» To do:
Nothing but a number belongs in the answer: the count of lines below that contain the word "identify".

--- Exercise input Enclosed Below ---

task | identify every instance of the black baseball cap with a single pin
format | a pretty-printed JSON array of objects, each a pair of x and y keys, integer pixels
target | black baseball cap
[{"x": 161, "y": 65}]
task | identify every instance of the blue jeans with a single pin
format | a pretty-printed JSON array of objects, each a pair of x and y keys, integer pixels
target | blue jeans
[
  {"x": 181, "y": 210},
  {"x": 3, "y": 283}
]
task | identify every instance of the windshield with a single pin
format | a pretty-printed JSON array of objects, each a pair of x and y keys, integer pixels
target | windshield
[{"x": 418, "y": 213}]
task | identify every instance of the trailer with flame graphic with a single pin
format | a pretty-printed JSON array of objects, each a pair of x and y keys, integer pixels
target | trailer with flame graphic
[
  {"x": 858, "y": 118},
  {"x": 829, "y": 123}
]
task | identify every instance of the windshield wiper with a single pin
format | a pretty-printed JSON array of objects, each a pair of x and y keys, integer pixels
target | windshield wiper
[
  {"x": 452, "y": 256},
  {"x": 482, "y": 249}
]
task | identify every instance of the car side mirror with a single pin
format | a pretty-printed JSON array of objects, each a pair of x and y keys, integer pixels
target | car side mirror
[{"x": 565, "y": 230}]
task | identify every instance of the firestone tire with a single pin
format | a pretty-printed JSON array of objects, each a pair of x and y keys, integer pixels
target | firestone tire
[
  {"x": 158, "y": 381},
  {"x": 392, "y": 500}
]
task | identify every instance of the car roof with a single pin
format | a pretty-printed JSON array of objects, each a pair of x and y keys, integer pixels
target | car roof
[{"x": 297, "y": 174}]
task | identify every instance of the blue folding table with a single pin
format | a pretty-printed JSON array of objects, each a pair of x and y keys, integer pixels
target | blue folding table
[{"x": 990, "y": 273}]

--- End of Enclosed Exercise input ---

» Output for this task:
9